→ Extracted text
- - -

KokkosBatched::Krylov_Solvers¶

Defined in header`: :code:KokkosBatched_Krylov_Solvers.hpp`

This header provides the core implementation structures for various Krylov subspace methods with different parallelism models. These are the implementations behind the higher-level interfaces like KokkosBatched::CG and KokkosBatched::GMRES.

GMRES Implementations¶

struct SerialGMRES {
  template <typename OperatorType, typename VectorViewType,
            typename PrecOperatorType, typename KrylovHandleType>
  KOKKOS_INLINE_FUNCTION
  static int invoke(const OperatorType& A,
                    const VectorViewType& _B,
                    const VectorViewType& _X,
                    const PrecOperatorType& P,
                    const KrylovHandleType& handle,
                    const int GMRES_id);

  template <typename OperatorType, typename VectorViewType,
            typename KrylovHandleType>
  KOKKOS_INLINE_FUNCTION
  static int invoke(const OperatorType& A,
                    const VectorViewType& _B,
                    const VectorViewType& _X,
                    const KrylovHandleType& handle);
};

template <typename MemberType>
struct TeamGMRES {
  // Various overloaded implementations
  // ...
};

template <typename MemberType>
struct TeamVectorGMRES {
  // Various overloaded implementations
  // ...
};

The GMRES (Generalized Minimal Residual Method) algorithm solves linear systems through an iterative process that minimizes the residual norm over a Krylov subspace. These implementations provide different parallelism models:

SerialGMRES: Sequential implementation with no internal parallelism
TeamGMRES: Implementation using team-based parallelism for matrix operations
TeamVectorGMRES: Implementation using both team and vector parallelism for improved performance

Each implementation offers versions with and without preconditioning, as well as versions that accept custom workspace views for performance optimization.

CG Implementations¶

template <typename MemberType>
struct TeamCG {
  template <typename OperatorType, typename VectorViewType,
            typename KrylovHandleType, typename TMPViewType,
            typename TMPNormViewType>
  KOKKOS_INLINE_FUNCTION
  static int invoke(const MemberType& member,
                    const OperatorType& A,
                    const VectorViewType& _B,
                    const VectorViewType& _X,
                    const KrylovHandleType& handle,
                    const TMPViewType& _TMPView,
                    const TMPNormViewType& _TMPNormView);

  template <typename OperatorType, typename VectorViewType,
            typename KrylovHandleType>
  KOKKOS_INLINE_FUNCTION
  static int invoke(const MemberType& member,
                    const OperatorType& A,
                    const VectorViewType& _B,
                    const VectorViewType& _X,
                    const KrylovHandleType& handle);
};

template <typename MemberType>
struct TeamVectorCG {
  // Similar overloads as TeamCG
  // ...

- - -

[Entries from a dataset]
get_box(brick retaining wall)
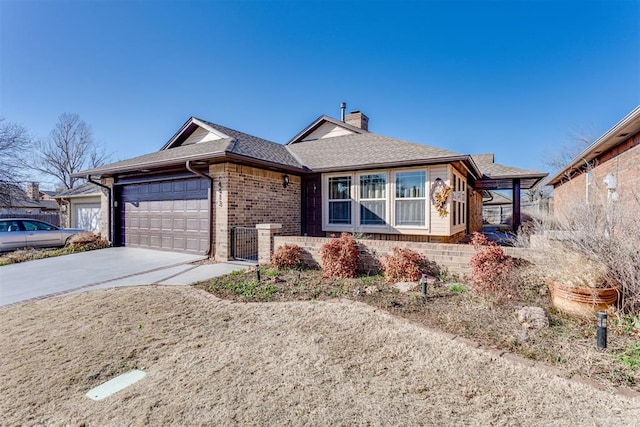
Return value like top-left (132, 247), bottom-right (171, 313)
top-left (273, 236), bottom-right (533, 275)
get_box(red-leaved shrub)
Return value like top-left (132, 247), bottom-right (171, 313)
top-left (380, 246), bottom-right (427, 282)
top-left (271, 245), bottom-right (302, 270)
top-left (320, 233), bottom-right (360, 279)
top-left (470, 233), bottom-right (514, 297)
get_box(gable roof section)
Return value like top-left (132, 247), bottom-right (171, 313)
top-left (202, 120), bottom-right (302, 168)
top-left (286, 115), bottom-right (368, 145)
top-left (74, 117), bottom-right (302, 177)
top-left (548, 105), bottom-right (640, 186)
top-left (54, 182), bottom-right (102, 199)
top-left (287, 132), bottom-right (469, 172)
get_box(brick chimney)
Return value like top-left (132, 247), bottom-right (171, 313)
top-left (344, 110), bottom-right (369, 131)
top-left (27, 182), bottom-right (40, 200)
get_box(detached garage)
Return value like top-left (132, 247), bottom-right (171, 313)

- - -

→ Task instructions
1. List every struct name that the Krylov solvers page declares.
2. In the entries, from the line with "get_box(brick chimney)" through the end of the entries, substitute "locate_box" for "get_box" and write out only those lines.
The text and the entries were taken from separate, unrelated sources.

→ Answers for the tasks
1.
SerialGMRES
TeamGMRES
TeamVectorGMRES
TeamCG
TeamVectorCG

2.
locate_box(brick chimney)
Return value like top-left (132, 247), bottom-right (171, 313)
top-left (344, 110), bottom-right (369, 131)
top-left (27, 182), bottom-right (40, 200)
locate_box(detached garage)
Return value like top-left (132, 247), bottom-right (171, 313)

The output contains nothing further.